▶ [Task instructions]:
1/ Answer these questions from the retry strategy text below.
(a) Which layer handles immediate retries, and over what time span?
(b) What is the default Postfix retry period?
(c) In which directory does Postfix queue messages?
2/ Duplicate the stretch of the retry strategy text below from "Why Hybrid is" through "in Postfix queue)".
3/ List every option the retry strategy text below offers for where Postchi could handle email delivery retries.

━━ Excerpted text

Retry Implementation Strategy: App vs MTA vs Hybrid
Analysis of where email retry logic should be implemented - at the application layer, MTA layer, or a hybrid approach.
Last Updated: February 2025 Decision: Hybrid Approach (Postfix for immediate, Application for long-term)
The Question
Should Postchi handle email delivery retries at:
- Application layer (BullMQ/Worker)
- MTA layer (Postfix)
- Hybrid approach (Both)
Decision: Hybrid Approach ✅
Postfix handles immediate retries (0-1 hour) Application handles long-term retries (1-72+ hours)
Why Hybrid is Best
1. Privacy & Compliance Requirements
From our message storage analysis, we identified:
- Postfix queues messages in
/var/spool/postfix/with full email content - Default Postfix retry: 5 days (unacceptable for GDPR/HIPAA)
- Our goal: Aggressive cleanup (1 hour max in Postfix queue)

━━━━
━━ Material supplied

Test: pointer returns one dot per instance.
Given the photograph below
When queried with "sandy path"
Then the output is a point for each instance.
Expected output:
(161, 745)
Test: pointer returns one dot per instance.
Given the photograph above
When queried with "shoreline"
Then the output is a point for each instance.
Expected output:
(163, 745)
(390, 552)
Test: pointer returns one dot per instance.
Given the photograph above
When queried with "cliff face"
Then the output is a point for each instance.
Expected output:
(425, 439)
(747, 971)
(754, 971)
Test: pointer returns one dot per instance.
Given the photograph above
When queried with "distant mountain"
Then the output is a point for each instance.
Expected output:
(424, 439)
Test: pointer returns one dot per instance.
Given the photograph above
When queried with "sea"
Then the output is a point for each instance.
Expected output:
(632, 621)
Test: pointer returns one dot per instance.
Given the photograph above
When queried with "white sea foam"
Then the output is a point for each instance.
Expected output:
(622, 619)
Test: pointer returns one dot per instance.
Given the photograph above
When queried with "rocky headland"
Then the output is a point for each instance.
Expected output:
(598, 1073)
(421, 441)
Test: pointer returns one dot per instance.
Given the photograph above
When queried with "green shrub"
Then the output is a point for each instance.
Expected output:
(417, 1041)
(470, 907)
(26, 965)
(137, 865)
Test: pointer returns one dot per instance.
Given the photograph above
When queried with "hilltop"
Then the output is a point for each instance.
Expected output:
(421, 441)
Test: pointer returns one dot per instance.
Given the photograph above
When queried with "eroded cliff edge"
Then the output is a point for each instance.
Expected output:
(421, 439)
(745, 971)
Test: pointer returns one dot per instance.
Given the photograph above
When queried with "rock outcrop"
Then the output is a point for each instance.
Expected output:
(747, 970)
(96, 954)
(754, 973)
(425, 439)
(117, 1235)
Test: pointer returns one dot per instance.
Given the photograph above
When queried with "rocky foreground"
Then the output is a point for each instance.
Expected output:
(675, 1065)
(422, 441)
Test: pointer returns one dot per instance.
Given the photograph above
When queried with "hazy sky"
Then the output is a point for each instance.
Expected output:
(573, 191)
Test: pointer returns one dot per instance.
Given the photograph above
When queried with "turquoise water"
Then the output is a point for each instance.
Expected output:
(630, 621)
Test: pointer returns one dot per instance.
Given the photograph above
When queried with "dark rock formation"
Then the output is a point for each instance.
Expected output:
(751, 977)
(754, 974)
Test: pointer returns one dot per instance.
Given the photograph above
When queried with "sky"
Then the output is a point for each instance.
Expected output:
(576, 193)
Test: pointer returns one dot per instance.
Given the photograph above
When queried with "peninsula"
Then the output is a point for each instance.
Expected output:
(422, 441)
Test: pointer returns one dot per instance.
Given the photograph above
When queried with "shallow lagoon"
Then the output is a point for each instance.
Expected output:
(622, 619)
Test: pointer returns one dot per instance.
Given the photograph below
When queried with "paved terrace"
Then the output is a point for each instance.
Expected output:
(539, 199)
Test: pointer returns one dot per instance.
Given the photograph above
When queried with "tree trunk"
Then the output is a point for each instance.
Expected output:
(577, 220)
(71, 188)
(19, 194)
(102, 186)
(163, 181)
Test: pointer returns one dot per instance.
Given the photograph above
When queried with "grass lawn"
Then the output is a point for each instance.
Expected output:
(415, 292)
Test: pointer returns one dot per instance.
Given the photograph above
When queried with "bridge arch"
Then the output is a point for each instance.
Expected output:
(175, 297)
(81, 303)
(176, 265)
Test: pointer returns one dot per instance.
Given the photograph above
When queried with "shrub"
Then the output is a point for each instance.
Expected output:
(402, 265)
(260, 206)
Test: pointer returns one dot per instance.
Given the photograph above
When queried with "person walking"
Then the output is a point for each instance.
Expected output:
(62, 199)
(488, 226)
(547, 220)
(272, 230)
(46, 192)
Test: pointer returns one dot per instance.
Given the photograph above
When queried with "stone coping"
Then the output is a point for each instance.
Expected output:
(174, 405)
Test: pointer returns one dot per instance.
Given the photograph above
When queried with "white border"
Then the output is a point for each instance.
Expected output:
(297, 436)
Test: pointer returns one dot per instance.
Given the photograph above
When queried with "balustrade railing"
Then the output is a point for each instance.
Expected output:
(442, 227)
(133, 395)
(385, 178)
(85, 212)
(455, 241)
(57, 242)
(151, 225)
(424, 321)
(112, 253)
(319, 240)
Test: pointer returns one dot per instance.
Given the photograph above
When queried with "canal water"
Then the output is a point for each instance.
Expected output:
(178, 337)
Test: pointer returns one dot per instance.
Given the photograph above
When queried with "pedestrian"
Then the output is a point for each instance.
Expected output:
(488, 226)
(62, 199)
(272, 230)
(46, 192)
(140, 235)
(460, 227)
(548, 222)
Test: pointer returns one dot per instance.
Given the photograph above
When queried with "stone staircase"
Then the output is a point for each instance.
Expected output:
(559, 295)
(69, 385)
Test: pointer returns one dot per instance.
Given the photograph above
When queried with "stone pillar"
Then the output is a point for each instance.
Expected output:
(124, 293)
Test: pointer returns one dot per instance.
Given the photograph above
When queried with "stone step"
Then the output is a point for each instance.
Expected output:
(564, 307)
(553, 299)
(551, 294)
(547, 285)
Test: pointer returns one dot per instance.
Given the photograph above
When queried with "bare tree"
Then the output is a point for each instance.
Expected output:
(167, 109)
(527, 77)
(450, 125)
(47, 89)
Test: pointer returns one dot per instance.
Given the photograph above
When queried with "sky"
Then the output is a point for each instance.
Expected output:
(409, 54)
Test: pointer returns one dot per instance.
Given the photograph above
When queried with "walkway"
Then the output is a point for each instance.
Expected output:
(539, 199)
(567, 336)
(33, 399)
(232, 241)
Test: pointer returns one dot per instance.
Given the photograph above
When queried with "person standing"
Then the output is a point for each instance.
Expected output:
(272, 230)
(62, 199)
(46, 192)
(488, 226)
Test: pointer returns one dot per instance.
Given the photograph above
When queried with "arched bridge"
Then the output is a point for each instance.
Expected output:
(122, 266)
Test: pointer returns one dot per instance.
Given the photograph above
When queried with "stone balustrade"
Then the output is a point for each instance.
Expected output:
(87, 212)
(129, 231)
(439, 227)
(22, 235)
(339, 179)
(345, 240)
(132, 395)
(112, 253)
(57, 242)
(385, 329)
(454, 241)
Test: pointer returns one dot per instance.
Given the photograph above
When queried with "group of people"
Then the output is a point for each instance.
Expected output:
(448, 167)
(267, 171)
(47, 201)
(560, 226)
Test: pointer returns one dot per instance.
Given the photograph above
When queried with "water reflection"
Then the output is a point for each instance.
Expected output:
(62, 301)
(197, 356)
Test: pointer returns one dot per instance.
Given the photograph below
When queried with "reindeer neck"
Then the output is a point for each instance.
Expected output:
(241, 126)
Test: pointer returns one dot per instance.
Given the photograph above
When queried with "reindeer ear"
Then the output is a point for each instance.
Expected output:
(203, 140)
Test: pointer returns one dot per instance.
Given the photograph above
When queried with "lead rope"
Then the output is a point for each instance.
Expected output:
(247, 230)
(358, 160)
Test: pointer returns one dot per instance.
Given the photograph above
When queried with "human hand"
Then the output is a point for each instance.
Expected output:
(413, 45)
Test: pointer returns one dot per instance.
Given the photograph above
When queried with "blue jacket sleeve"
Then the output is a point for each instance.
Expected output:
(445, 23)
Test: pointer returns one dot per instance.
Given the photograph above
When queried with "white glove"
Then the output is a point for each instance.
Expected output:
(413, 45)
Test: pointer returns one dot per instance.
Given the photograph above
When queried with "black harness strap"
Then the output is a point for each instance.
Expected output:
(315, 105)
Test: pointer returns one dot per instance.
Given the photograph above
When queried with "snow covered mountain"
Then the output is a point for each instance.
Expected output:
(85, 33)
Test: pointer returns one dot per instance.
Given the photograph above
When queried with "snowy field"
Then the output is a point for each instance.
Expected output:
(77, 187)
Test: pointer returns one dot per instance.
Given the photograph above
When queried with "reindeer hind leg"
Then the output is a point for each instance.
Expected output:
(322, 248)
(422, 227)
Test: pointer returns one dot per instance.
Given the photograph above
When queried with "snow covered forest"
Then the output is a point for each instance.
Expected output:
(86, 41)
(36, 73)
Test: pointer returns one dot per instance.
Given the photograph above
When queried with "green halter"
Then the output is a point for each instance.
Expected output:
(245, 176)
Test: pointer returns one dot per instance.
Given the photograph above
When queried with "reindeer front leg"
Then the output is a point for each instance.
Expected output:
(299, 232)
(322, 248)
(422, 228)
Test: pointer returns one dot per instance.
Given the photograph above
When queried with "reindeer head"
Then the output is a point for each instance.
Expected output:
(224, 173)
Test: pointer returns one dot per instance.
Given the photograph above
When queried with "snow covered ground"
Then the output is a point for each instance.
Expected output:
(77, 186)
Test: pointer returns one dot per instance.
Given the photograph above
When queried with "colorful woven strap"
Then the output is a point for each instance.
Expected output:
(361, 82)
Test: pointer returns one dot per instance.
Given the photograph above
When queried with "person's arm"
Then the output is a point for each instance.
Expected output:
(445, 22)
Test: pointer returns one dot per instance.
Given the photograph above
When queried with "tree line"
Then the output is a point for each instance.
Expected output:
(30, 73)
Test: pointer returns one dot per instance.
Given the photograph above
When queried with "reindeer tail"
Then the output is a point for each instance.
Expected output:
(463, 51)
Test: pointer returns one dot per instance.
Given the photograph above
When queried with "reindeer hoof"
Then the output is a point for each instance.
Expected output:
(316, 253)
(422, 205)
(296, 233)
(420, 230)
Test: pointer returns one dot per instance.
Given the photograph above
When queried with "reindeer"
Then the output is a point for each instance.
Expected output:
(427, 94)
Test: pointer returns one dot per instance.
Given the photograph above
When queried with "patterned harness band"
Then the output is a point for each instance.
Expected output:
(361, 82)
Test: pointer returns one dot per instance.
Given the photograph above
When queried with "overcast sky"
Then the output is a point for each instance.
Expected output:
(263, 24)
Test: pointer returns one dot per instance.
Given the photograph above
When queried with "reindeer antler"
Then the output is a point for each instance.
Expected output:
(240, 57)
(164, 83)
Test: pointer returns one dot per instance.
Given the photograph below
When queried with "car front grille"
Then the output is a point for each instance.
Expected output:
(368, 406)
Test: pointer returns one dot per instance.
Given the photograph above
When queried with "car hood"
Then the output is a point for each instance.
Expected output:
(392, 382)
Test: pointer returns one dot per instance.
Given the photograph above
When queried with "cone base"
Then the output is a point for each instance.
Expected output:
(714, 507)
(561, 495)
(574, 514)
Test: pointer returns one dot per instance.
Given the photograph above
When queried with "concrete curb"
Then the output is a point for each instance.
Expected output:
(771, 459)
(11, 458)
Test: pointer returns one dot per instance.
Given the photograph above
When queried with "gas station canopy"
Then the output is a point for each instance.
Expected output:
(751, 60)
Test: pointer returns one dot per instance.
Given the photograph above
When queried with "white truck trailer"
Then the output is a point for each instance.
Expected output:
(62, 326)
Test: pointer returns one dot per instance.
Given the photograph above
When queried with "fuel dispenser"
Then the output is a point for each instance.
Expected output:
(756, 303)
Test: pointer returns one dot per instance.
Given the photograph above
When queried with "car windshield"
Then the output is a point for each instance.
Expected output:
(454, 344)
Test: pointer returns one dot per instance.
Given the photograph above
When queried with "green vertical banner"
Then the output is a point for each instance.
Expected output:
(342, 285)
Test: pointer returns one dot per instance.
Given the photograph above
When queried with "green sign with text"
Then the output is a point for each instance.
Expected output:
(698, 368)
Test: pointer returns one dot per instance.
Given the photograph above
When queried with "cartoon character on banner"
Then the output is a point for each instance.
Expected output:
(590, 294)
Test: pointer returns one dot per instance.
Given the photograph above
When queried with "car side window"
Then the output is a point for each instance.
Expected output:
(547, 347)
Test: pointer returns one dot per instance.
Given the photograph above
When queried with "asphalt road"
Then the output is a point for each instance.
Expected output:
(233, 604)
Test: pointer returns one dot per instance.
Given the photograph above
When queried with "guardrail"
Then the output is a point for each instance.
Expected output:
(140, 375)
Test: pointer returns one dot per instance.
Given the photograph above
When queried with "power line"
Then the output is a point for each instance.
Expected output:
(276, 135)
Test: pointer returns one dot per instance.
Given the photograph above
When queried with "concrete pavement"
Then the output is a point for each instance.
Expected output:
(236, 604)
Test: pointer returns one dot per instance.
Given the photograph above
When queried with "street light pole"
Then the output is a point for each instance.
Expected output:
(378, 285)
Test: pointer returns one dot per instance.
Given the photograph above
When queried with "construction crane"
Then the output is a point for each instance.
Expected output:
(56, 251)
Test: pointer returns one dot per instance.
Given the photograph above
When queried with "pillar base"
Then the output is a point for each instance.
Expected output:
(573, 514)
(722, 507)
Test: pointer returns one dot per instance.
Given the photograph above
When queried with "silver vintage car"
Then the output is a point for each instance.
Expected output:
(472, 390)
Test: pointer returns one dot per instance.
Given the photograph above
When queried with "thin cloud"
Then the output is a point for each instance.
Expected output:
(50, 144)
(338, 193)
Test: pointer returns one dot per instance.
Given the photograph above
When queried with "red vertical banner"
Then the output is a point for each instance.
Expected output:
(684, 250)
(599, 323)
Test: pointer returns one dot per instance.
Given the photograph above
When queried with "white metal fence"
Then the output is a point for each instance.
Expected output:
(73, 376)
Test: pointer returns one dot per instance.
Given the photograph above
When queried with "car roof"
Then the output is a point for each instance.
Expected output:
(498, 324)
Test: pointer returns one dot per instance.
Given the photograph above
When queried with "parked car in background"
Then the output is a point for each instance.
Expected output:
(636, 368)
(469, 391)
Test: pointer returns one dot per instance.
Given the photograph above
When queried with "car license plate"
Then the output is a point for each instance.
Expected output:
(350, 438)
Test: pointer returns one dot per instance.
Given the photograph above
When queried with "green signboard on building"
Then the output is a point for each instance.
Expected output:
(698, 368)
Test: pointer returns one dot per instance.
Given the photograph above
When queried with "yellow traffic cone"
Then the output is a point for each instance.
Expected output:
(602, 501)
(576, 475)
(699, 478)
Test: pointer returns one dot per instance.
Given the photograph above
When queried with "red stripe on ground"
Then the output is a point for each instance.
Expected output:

━━━━

▶ [Answers in order]:
1/
(a) Postfix, 0-1 hour
(b) 5 days
(c) /var/spool/postfix/

2/
Why Hybrid is Best
1. Privacy & Compliance Requirements
From our message storage analysis, we identified:
- Postfix queues messages in
/var/spool/postfix/with full email content - Default Postfix retry: 5 days (unacceptable for GDPR/HIPAA)
- Our goal: Aggressive cleanup (1 hour max in Postfix queue)

3/
- Application layer (BullMQ/Worker)
- MTA layer (Postfix)
- Hybrid approach (Both)